◆ **Task**
Below is some data; print it all back exactly.

◆ **Extracted records**
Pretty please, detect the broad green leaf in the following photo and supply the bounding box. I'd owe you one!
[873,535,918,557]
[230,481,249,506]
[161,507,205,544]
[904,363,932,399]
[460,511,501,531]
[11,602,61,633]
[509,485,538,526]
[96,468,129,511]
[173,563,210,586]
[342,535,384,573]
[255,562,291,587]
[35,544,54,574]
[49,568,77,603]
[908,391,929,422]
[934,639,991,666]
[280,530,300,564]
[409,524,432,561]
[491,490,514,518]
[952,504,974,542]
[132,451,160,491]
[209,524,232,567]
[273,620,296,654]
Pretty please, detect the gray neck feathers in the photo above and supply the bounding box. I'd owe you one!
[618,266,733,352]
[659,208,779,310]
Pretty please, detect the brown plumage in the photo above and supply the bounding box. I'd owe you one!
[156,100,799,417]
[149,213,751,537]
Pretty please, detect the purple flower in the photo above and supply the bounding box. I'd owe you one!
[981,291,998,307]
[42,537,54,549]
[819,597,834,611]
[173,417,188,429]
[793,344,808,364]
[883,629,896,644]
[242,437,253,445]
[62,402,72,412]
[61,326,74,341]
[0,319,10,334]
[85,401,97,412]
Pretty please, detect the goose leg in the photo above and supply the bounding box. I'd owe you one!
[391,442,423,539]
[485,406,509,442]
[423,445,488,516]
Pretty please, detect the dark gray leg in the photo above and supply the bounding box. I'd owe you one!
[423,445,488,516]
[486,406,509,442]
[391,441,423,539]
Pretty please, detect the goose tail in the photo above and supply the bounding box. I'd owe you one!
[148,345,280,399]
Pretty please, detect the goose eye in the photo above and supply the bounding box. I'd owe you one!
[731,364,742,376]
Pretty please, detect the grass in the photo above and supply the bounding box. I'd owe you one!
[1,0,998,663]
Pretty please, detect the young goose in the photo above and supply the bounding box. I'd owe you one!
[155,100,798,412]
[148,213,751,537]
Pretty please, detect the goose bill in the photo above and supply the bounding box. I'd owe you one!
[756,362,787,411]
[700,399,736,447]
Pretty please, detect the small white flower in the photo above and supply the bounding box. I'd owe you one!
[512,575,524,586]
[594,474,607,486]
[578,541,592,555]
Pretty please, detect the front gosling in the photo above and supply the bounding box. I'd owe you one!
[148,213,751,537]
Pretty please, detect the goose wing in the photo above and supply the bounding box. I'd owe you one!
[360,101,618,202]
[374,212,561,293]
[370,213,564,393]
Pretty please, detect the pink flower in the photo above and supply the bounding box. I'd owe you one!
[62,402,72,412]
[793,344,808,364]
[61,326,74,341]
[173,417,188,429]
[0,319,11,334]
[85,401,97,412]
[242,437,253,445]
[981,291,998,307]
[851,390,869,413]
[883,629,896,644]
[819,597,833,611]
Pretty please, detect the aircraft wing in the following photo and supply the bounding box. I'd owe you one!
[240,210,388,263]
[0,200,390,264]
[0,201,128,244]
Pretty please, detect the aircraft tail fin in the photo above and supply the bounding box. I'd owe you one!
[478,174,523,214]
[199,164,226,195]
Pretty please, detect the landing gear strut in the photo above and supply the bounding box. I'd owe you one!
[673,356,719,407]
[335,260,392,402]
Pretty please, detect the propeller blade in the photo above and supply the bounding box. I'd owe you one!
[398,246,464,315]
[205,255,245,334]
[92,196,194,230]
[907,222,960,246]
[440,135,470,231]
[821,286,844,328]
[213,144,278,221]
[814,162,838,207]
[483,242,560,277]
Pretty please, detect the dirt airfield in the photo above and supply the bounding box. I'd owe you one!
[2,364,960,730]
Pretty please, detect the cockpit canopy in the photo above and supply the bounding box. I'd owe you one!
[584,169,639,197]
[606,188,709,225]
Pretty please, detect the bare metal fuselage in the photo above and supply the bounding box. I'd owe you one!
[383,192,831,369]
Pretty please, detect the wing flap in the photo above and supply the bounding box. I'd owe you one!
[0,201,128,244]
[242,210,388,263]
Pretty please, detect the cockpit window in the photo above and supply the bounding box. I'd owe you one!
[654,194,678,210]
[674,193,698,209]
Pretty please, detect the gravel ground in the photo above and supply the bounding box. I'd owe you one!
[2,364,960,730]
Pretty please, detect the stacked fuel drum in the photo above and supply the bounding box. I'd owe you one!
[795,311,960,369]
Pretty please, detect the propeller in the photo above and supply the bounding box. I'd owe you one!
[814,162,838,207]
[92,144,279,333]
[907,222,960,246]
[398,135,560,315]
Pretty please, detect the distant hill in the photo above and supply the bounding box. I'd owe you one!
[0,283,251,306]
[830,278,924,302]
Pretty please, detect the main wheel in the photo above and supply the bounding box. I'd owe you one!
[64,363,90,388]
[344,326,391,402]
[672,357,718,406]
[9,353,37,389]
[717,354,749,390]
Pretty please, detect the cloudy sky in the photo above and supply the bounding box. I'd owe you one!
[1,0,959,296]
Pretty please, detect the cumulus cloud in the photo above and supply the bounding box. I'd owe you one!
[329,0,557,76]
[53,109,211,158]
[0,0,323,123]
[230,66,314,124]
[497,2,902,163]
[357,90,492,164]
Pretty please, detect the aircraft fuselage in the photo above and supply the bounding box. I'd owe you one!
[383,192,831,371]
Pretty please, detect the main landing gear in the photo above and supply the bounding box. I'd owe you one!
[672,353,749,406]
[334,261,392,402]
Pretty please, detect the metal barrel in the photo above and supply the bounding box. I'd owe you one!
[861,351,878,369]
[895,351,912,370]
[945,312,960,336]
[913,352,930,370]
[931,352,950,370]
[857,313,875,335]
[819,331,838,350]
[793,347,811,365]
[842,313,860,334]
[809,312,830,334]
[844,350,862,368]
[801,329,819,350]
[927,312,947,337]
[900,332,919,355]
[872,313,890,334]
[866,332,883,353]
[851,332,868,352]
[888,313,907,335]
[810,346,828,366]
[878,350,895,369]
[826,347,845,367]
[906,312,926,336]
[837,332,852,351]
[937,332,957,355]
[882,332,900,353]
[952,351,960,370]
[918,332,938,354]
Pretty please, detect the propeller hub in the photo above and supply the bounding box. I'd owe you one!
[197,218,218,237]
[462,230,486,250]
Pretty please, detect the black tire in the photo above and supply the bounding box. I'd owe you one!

◆ **Exercise output**
Pretty please, detect the broad green leaf in the following photo and supply the bounding box. I'd owe you one!
[873,535,918,557]
[230,481,249,506]
[161,507,205,544]
[904,363,932,399]
[460,511,501,531]
[11,602,61,633]
[509,485,538,526]
[96,468,129,511]
[173,563,210,586]
[342,535,384,573]
[255,562,291,587]
[35,544,54,574]
[49,568,77,603]
[908,391,929,422]
[934,639,991,666]
[280,530,300,564]
[409,524,432,561]
[491,490,514,518]
[952,504,974,542]
[132,451,160,491]
[209,524,232,567]
[273,620,296,654]
Pretty please, detect the gray neck feathers in the photo above and supply the bounding box. I'd owe you one!
[618,266,733,352]
[659,208,779,310]
Pretty please, detect the brown plumage in the photo above and supply the bounding box. I'd owe you one!
[156,100,799,417]
[149,213,751,537]
Pretty please, detect the purple flower in the photo above and supply the bounding box. I'd owe you one!
[981,291,998,307]
[42,537,54,549]
[819,597,834,611]
[173,417,188,429]
[793,344,808,364]
[883,629,896,644]
[242,437,253,445]
[62,402,72,412]
[61,326,74,341]
[0,319,10,334]
[85,401,97,412]
Pretty please, detect the goose leg in the photo above and supply the bounding box. I'd owe you one!
[391,442,423,539]
[485,406,509,442]
[423,445,488,516]
Pretty please, detect the dark gray leg in the photo above and supply the bounding box. I'd owe you one!
[423,445,488,516]
[486,406,509,442]
[391,441,423,539]
Pretty please, detect the goose tail in the photo above and supply the bounding box. I'd owe you one!
[148,345,280,399]
Pretty please, detect the goose eye in the photo above and supply the bounding box. I'd owe you one!
[731,364,742,376]
Pretty please, detect the grass in the photo above and supply the bounding box. I'd owe you one!
[1,0,998,663]
Pretty please, detect the young goose in the photo above and supply the bounding box. I'd owe you one!
[155,100,798,412]
[148,213,751,537]
Pretty please, detect the goose bill in the photo above and supply the bounding box. I'd owe you one!
[756,362,787,411]
[700,399,736,447]
Pretty please, detect the small white flower in the photo above and supply the bounding box. I'd owe you one!
[512,575,524,586]
[594,474,607,486]
[578,541,592,555]
Pretty please, detect the front gosling in the photo above and supply the bounding box. I'd owe you one!
[148,213,751,537]
Pretty please, detect the goose wing in the photo above and supply the bounding box. I'd owe you one!
[360,101,618,202]
[374,212,561,293]
[370,213,564,393]
Pretty please, detect the pink flower in the photo above and supply the bounding box. I'd owe you one!
[62,402,72,412]
[793,344,808,364]
[61,326,74,341]
[173,417,188,429]
[0,319,11,334]
[85,401,97,412]
[242,437,253,445]
[981,291,998,307]
[851,390,869,413]
[883,629,896,644]
[819,597,833,611]
Pretty please, detect the aircraft wing in the following photo and supply the bounding box. I'd owe you one!
[240,210,388,263]
[0,200,390,264]
[0,201,128,244]
Pretty please, detect the aircraft tail fin in the photo above and supply the bounding box. I'd owe you one!
[478,174,523,214]
[199,164,226,195]
Pretty please, detect the landing gear strut in the photo above and supply the bounding box. I'd owe you one!
[673,356,719,407]
[335,260,392,402]
Pretty please, detect the propeller blade in the photo above and supply the bounding box. I'd owe you one!
[398,246,464,315]
[205,255,245,334]
[92,196,194,230]
[907,222,960,246]
[440,135,470,231]
[821,286,844,328]
[213,144,278,221]
[814,162,838,207]
[483,242,560,277]
Pretty please, detect the dirt airfield in the photo above and supply the bounding box. I'd owe you one!
[2,364,960,730]
Pretty please, detect the cockpit canopy in the photo above and supply the bounding box. I'd owe you one!
[584,169,639,197]
[606,188,709,225]
Pretty please, detect the bare metal fuselage in the photo above and supply the bounding box. I'd owe you one!
[383,192,831,369]
Pretty please, detect the wing flap in the photo above and supply the bounding box. I'd owe you one!
[0,201,128,244]
[242,210,388,263]
Pretty please, detect the cockpit window in the photo above and supply the bounding box. I'd owe you one!
[654,194,678,210]
[674,193,698,209]
Pretty please, detect the gravel ground in the photo above and supply the bounding box. I'd owe you one!
[2,364,960,730]
Pretty please, detect the stacked fuel drum in the photo above and supply the bounding box. I'd owe you one!
[795,311,960,369]
Pretty please, detect the propeller in the photo above and supply the bounding box. I'd owe you one!
[814,162,838,207]
[92,144,279,333]
[907,222,960,246]
[398,135,560,315]
Pretty please, detect the distant hill in the photo above and supply the bounding box. I'd owe you one!
[0,283,251,306]
[830,278,924,302]
Pretty please, detect the main wheel in the photo above and supply the bounding box. I'd owe you one!
[64,363,90,388]
[344,326,391,402]
[672,357,718,406]
[9,353,37,389]
[717,354,749,390]
Pretty please, detect the cloudy sky in the photo above and supply the bounding box. I'd owe you one!
[1,0,959,296]
Pretty please, detect the cumulus cloud in the photo above and supply the bounding box. I'd owe you one!
[329,0,557,76]
[53,109,211,158]
[0,0,323,123]
[230,66,314,124]
[497,2,902,163]
[357,90,492,164]
Pretty please, detect the aircraft fuselage in the photo above and supply the bounding box. I'd owe you one!
[383,192,831,371]
Pretty please, detect the main landing gear in the photo above and supply the bounding box. I'd owe you one!
[672,353,749,406]
[334,261,392,402]
Pretty please, detect the metal barrel in the photo above and supply the bounding box. I'd owe you one!
[861,351,878,369]
[895,351,912,370]
[945,312,960,336]
[913,352,930,370]
[931,352,950,370]
[857,313,875,335]
[819,331,838,350]
[793,347,811,365]
[842,313,860,334]
[809,312,830,334]
[844,350,862,368]
[801,329,819,350]
[927,312,947,337]
[900,332,919,355]
[872,313,890,334]
[866,332,883,353]
[851,332,868,352]
[888,313,907,335]
[810,346,828,366]
[878,350,895,369]
[826,347,845,367]
[906,312,926,336]
[837,332,852,351]
[937,332,957,355]
[882,332,900,353]
[952,351,960,370]
[918,332,938,354]
Pretty please, detect the propeller hub in the photo above and supply the bounding box. I'd owe you one!
[197,218,218,237]
[462,230,486,250]
Pretty please, detect the black tire in the photo above and supply the bounding box. I'd owe you one!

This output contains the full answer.